記述課題:
1. インタビューの「今回の映画でも、演じたアキラ」から「ないと続けられない人だから。」までを、「アキラ」を「主人公」に置き換えて書き出してください。
2. インタビューで、話し手が今年の3.11にライブを行ったと述べている場所はどこですか。
3. インタビューの続きを、最後の文の後から書いてください。

原文:
------------------------------------------------------------------------
監督に託されたって思う部分もあるんですけど、俺は託されるということが苦手で。今年も3.11に福島でライブをしてきたんだけど、震災に対して100%当事者になることはできないんですよね。だからいつもステージに立つ前に、被災した方に「何を言ったらいいんだろう」と思う。励ます、なんておこがましいし、意識して何かを言うことで、自分の表現じゃなくなるような気がして。
― ご自身の発する言葉や表現に責任を持っているからこその感覚だと思います。
ただ、共感することはできなくても、被災した人に寄り添うことはできる。大切な人を突然失った経験だったら、俺にもあるから。大きな数字に囚われてしまいがちだけど、一人ひとりにとっては大切な人が突然いなくなってしまった日であって。そういう一人ひとりが集まっているんだとしたら、俺にも歌えることある。
今回の映画でも、演じたアキラの境遇に完全に共感することはできないけれど、セリフ一つひとつを見つめた時に、このセリフのこの感情は自分にも共感できるなと思える部分が見えてきたんです。
― アキラと通ずる感情や想いを見つけていったんですね。
人が書いたものの中に自分を探す作業って、小説を読むときにも無意識にやっているのかもしれません。それを、自分の表現として出すということは初めてでしたが。
― 俳優として芝居をすることは楽しかったですか?
楽しかったし、いい思い出がいっぱいです。あとは観てくれた人たちから褒めてもらうだけですね! 俺、褒めてもらえないと続けられない人だから。
― 完成した映画をご覧になった感想は?
役者の友達からは、最初に観る時は自分の演技が気になって、内容は頭に入ってこないって言われていて。ああすればよかった、こうすればよかったって、背中を丸めて試写室を出てくるのが役者の常だってみんな言っていたんです。でも、初号試写のときに俺は1人で号泣してしまって。音楽をやっていて、自分を見ることに慣れてるからだと思う。俺が泣けたってことは俺にとって心動く映画だと思います。
------------------------------------------------------------------------
提供リスト:
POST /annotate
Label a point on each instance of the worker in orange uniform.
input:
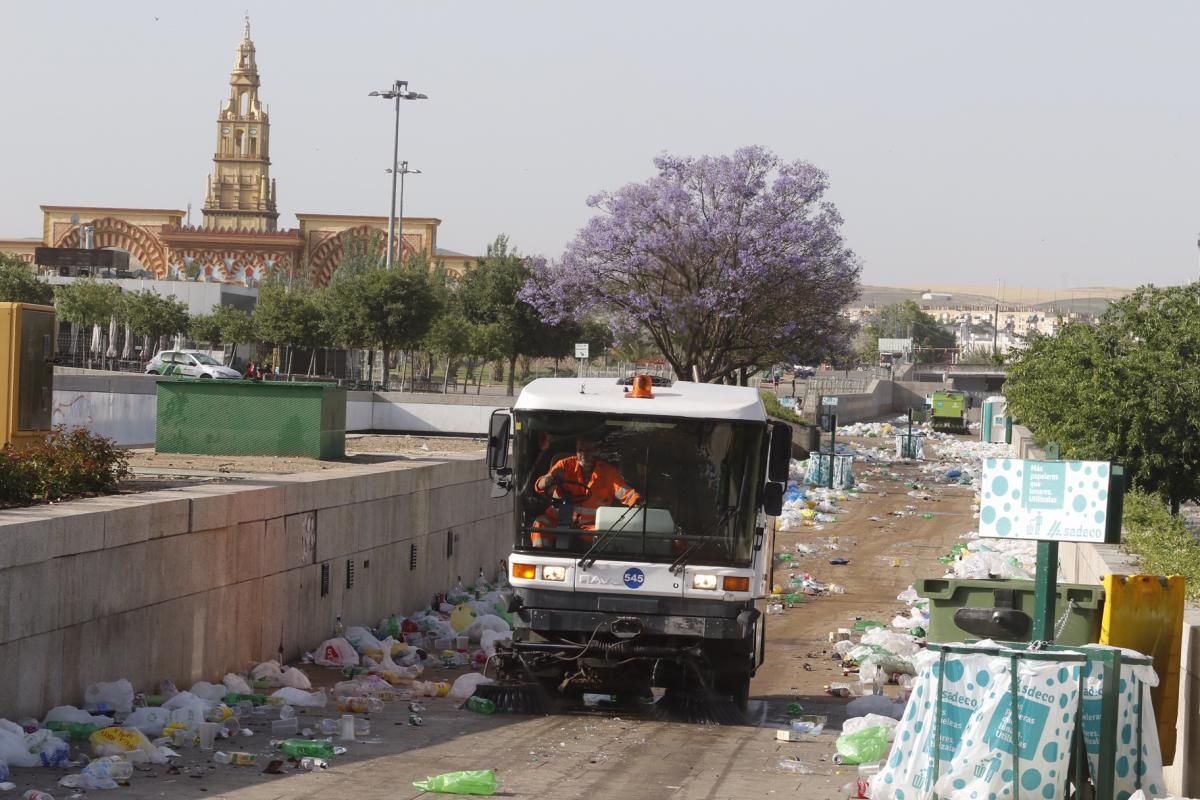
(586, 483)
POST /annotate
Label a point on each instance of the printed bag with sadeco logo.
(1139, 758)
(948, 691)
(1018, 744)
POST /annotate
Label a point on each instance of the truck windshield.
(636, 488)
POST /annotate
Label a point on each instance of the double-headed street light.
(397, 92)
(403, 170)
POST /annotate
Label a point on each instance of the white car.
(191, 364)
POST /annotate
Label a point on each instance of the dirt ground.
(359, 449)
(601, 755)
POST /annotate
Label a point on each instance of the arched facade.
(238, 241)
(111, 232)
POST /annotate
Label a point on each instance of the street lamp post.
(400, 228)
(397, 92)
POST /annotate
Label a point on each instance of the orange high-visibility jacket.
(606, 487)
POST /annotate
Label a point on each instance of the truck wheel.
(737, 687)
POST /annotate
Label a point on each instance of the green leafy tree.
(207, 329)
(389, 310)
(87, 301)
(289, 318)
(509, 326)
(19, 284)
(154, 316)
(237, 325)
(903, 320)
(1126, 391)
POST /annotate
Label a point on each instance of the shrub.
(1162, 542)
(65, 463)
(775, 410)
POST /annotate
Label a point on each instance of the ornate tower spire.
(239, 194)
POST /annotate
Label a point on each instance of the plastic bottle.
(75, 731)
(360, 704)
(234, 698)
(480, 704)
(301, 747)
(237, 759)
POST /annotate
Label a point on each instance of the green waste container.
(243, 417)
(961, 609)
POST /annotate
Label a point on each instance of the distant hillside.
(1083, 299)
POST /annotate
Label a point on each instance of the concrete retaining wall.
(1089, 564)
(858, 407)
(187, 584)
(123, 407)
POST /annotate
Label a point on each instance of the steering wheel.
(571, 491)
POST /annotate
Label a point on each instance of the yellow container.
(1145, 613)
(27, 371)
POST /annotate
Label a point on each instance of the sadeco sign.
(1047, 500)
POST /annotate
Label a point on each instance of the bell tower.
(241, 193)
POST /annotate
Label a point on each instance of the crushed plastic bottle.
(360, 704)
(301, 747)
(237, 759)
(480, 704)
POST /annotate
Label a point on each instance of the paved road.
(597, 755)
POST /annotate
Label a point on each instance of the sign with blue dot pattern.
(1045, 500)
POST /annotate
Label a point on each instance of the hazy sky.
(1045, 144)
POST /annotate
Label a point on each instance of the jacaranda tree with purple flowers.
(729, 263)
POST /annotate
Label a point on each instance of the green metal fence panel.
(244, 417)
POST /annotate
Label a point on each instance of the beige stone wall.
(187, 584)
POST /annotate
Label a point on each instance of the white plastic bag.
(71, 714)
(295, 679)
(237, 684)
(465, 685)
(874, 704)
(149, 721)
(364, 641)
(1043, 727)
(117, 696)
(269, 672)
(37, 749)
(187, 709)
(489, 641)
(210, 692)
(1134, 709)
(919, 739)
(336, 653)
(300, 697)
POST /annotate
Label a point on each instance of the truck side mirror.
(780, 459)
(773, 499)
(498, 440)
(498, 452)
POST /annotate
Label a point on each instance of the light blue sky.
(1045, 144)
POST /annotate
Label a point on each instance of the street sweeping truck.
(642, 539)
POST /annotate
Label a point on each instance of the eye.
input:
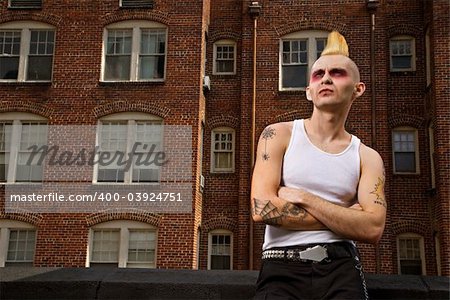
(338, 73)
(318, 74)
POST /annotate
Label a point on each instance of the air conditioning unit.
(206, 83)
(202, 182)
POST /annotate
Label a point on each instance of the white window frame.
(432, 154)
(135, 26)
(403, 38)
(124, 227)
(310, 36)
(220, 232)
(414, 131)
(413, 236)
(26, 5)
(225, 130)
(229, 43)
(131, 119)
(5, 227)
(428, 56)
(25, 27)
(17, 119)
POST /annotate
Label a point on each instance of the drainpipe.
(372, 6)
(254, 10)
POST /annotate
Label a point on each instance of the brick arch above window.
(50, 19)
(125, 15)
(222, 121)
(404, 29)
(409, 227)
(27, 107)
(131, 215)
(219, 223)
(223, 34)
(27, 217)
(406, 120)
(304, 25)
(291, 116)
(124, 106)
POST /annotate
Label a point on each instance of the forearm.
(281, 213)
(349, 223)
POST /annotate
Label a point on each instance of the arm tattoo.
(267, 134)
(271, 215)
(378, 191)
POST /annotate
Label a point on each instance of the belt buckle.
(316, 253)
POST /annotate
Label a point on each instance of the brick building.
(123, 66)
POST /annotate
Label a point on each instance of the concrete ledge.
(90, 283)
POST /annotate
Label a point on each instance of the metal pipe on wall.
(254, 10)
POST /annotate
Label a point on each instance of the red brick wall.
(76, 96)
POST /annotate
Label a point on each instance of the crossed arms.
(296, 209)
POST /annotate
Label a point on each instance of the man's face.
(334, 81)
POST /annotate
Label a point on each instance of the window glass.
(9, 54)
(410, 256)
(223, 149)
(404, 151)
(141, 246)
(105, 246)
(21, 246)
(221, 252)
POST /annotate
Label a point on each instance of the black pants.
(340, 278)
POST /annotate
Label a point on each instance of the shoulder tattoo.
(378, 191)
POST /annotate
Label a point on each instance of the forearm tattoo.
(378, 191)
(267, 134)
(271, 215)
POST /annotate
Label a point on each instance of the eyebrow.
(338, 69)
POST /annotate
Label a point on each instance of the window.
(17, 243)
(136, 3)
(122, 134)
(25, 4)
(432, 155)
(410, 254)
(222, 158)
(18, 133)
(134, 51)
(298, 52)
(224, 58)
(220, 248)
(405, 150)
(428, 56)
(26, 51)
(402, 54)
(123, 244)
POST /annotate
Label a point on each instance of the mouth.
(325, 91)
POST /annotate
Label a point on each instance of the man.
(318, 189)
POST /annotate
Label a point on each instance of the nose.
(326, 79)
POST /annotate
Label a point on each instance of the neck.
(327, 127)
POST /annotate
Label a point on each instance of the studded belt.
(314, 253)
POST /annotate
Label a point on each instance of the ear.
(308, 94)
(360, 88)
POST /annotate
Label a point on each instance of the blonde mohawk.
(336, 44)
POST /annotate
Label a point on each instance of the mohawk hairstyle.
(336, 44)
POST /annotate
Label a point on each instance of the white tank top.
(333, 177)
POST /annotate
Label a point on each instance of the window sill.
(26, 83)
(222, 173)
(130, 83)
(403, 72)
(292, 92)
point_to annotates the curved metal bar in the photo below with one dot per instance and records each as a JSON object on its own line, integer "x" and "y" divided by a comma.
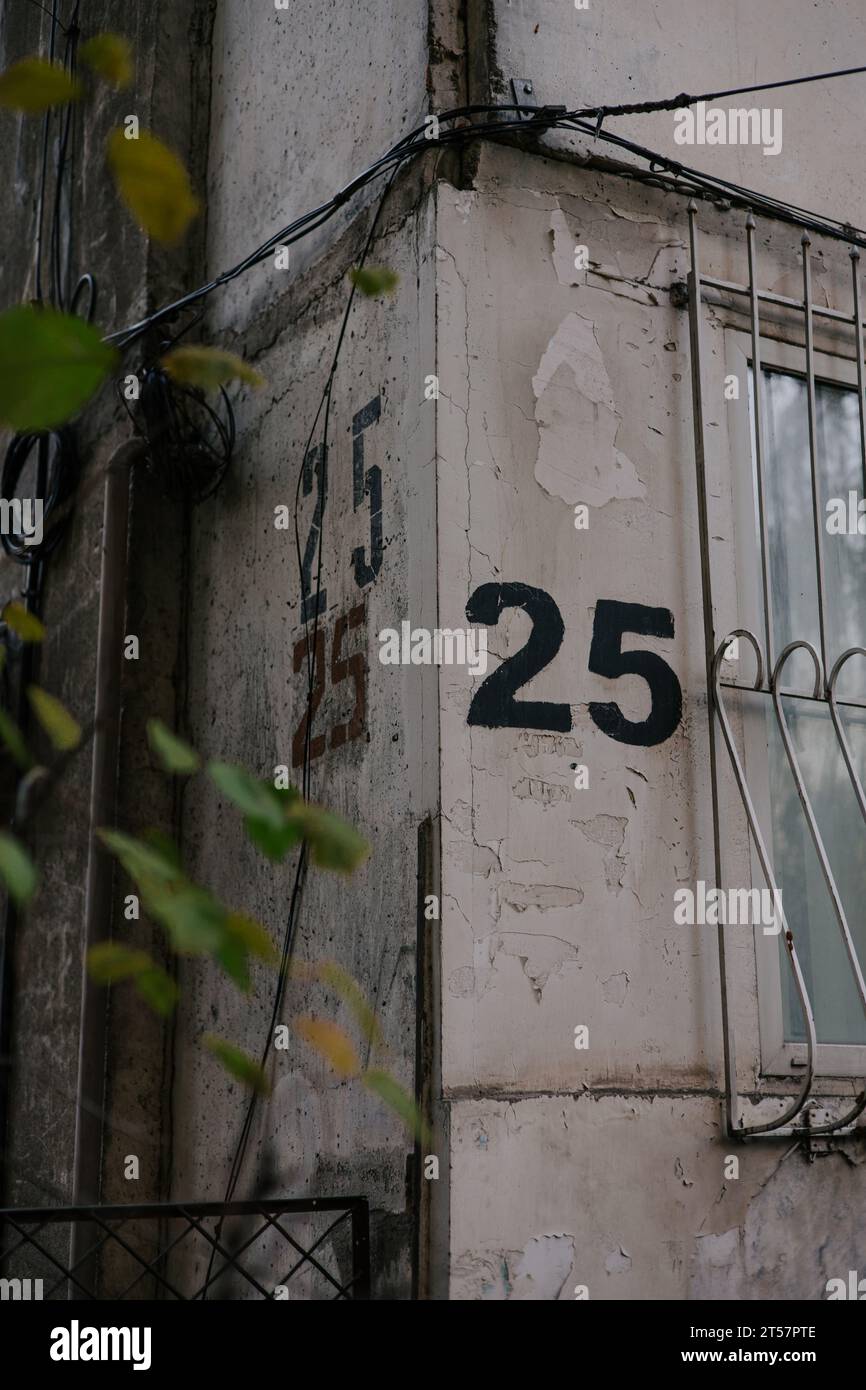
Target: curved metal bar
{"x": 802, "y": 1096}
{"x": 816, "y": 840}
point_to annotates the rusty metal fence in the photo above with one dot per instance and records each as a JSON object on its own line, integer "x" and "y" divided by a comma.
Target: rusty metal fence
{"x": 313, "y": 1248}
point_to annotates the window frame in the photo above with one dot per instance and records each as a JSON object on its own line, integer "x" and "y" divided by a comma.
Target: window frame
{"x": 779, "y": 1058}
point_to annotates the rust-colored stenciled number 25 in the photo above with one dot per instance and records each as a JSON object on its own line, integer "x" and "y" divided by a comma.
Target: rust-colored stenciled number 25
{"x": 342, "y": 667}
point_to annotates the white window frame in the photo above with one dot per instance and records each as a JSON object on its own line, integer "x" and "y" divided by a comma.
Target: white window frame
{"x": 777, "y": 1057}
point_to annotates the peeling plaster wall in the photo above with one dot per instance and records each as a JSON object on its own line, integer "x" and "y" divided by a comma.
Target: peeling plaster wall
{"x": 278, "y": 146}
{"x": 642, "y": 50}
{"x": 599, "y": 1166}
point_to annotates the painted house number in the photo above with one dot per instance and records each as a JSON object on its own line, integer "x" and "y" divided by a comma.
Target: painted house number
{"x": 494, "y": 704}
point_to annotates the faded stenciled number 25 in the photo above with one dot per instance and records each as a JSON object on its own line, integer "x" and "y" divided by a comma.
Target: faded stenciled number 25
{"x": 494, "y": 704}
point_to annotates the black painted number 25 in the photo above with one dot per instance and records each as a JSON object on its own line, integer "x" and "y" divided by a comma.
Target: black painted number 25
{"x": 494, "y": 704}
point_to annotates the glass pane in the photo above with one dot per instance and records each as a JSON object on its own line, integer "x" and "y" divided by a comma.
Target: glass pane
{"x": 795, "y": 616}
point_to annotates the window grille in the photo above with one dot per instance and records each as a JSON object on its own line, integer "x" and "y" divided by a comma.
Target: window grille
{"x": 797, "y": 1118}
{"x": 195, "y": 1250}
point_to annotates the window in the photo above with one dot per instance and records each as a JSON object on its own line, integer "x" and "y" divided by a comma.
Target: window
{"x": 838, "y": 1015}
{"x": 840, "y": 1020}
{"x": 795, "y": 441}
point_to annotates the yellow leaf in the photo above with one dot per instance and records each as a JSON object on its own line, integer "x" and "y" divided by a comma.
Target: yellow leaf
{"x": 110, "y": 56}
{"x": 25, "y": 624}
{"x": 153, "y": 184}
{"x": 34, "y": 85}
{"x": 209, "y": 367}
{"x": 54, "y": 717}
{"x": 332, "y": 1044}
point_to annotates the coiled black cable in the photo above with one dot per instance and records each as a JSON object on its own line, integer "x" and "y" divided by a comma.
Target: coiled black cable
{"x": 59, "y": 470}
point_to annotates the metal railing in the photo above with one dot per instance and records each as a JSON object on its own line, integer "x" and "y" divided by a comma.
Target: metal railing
------------------------------------------------------------------------
解答結果:
1.
今回の映画でも、演じた主人公の境遇に完全に共感することはできないけれど、セリフ一つひとつを見つめた時に、このセリフのこの感情は自分にも共感できるなと思える部分が見えてきたんです。
― 主人公と通ずる感情や想いを見つけていったんですね。
人が書いたものの中に自分を探す作業って、小説を読むときにも無意識にやっているのかもしれません。それを、自分の表現として出すということは初めてでしたが。
― 俳優として芝居をすることは楽しかったですか?
楽しかったし、いい思い出がいっぱいです。あとは観てくれた人たちから褒めてもらうだけですね! 俺、褒めてもらえないと続けられない人だから。

2. 福島です。

3.
― 今回出演するにあたって、役者のお友達にいろいろお話を聞かれたんですね。
竹原ピストルさんには、今回の仕事を受ける時に連絡しました。「役者のギャラってどれぐらいなんですか?」って(笑)。でも「いくらであれ、俺は心を打つ脚本だったらやるようにしてるよ」って答えてくれて。
でっくん(東出昌大さん)も合宿してくれるって言ってたんだけど、なかなかタイミングが合わなくて。それでも完成披露試写会の舞台挨拶には来てくれて、すごくありがたかったです。
相手がいい演技をした時は、こっちの手柄でもある
― ミュージシャンも役者も、誰かから見られながらパフォーマンスするという点では似ていますよね。
決定的に違うのは、演技をしているときにカメラマンさんが後ろ側から撮ることがあるってこと。その時俺はカメラには写っていないんですけど、映っている相手の表情を引き出すのは俺なんですよ。だから、相手がいい演技をした時は、こっちの手柄でもある。それがすごく新鮮で楽しかったですね。
― 役者として気付いたことが、ミュージシャンとしての活動に活きてくることもありそうです。
そうなったら最高だね。でも相手の表現を引き出すことって、これまでも意識せずやってきていたのかもしれません。
ー それはどんなことですか?
MOROHAでインタビューを受けたときに、粗削りで、ちょっと失礼だと感じる質問があると、昔は俺も相方もぶっきらぼうな受け答えになることがあったんです。そうするとインタビュアーは焦って、縮こまってしまうわけで。でも俺たちは、ステージで音楽をやることに関しては引き出し合いだと思っているのに、なんでインタビューの時だけ引き出してくださいって偉そうな立場にいたんだろうって考え直して。実際に「すごいズバッと聞いてくるね」とか「それは新鮮だね」とか、こちらからコミュニケーションをとっていったら、本当にいい質問が出てくるようになったんです。
― 引き出し合うという意識は、普段のコミュニケーションでも大事かもしれませんね。
アカデミー賞の授賞式で、役者さんが個人賞を受賞したときも「チームみんなで取った賞です」ってよく言うじゃないですか。でも俺は「俺の実力をみたか!」ぐらい言った方がショーとして面白いのになぁ、なんて思っていたんです。だけど今回映画作りに参加して、本当に心の底からそう思って言っていたんだなってことがよくわかりました。
Profile _ AFRO(アフロ)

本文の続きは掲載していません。